Exercise goal: Reproduce the entries below word for word, leaving out the pictures.

Data lines:
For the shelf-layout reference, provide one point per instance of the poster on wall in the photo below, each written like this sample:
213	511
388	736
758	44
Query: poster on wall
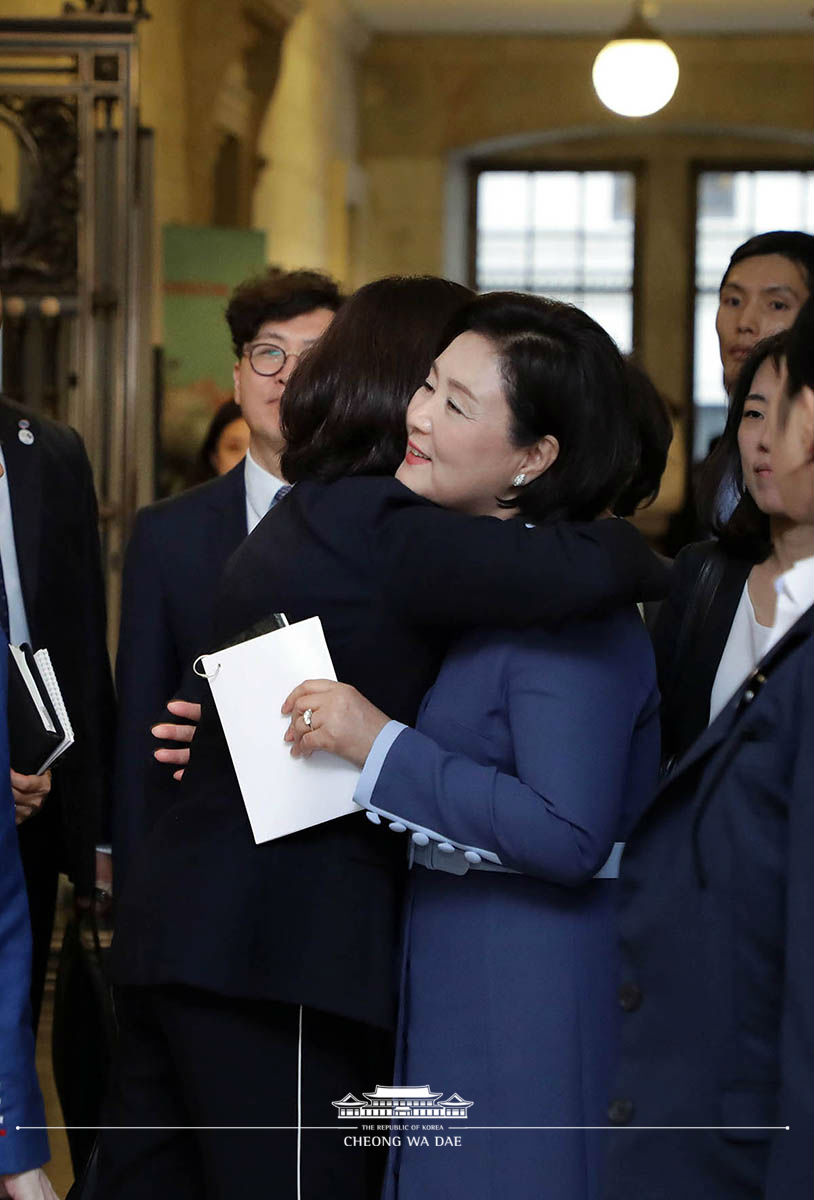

The output:
For the shelf-layout reference, provide one point per instance of the poster on wall in the photo below, each written like this sample:
213	511
388	736
758	44
Query: poster on wall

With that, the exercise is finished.